╭─ Provided records
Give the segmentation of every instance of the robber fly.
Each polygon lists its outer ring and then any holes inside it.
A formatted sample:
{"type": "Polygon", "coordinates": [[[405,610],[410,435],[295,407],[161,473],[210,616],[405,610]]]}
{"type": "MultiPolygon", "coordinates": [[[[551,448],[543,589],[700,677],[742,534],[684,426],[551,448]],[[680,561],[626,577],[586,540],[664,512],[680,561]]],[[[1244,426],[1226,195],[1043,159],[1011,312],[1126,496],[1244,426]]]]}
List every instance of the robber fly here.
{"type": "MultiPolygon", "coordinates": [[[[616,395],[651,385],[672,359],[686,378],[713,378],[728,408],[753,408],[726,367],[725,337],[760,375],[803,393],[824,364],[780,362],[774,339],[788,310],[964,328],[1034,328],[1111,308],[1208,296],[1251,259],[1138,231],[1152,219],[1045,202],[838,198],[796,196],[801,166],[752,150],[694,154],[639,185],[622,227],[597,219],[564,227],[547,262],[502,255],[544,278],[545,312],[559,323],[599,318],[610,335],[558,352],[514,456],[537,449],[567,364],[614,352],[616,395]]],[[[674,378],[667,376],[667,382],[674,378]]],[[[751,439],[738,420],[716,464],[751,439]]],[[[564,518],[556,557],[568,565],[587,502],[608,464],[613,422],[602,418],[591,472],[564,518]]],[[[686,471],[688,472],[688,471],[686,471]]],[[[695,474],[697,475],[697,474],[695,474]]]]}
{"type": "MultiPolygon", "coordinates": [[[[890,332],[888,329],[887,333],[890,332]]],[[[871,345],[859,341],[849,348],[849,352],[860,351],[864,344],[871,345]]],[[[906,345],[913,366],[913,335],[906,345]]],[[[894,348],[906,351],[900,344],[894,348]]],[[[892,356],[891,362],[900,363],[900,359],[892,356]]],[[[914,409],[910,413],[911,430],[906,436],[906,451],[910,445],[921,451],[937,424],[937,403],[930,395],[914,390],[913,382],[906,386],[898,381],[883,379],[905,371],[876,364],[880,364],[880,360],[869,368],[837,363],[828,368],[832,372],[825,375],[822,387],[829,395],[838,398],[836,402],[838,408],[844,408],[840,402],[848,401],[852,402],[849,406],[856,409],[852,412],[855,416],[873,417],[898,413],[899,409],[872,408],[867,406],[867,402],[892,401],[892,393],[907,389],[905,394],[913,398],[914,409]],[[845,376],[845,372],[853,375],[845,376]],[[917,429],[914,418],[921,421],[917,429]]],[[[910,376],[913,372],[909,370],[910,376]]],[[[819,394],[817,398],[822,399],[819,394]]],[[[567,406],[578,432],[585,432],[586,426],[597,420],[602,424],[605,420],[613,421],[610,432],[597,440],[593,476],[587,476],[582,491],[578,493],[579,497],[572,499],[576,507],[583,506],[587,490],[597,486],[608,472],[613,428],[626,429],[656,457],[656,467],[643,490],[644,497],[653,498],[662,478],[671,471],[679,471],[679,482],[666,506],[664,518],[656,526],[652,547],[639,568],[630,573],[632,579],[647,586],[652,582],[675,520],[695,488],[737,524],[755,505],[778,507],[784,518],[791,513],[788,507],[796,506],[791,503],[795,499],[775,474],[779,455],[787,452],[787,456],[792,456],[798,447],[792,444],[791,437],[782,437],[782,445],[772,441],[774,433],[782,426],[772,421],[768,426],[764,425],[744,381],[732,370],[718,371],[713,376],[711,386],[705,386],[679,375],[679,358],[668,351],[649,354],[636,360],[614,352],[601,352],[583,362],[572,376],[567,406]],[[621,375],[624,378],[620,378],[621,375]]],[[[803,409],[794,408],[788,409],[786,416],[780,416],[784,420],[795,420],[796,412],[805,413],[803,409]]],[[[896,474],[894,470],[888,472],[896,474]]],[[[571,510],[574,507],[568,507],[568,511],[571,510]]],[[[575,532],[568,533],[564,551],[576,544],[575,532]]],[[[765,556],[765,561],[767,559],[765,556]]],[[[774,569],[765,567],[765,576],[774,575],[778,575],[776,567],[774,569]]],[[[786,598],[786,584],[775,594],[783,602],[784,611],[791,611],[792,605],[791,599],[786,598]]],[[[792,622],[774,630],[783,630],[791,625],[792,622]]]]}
╰─
• _Aim of the task_
Render the records as a Markdown table with the columns Row and Text, one numbered row per line and no rows for blank lines. Start at the beginning of the records and end at the line containing "List every instance of the robber fly here.", including that line.

• _Task solution_
| Row | Text |
|---|---|
| 1 | Give the segmentation of every instance of the robber fly. |
| 2 | Each polygon lists its outer ring and then any holes inside it. |
| 3 | A formatted sample: |
| 4 | {"type": "Polygon", "coordinates": [[[405,610],[410,435],[295,407],[161,473],[210,616],[405,610]]]} |
| 5 | {"type": "MultiPolygon", "coordinates": [[[[551,448],[543,589],[700,677],[742,534],[684,426],[551,448]],[[680,561],[626,577],[586,540],[664,512],[680,561]]],[[[1244,426],[1226,195],[1043,159],[1011,312],[1126,496],[1244,426]]]]} |
| 6 | List every instance of the robber fly here. |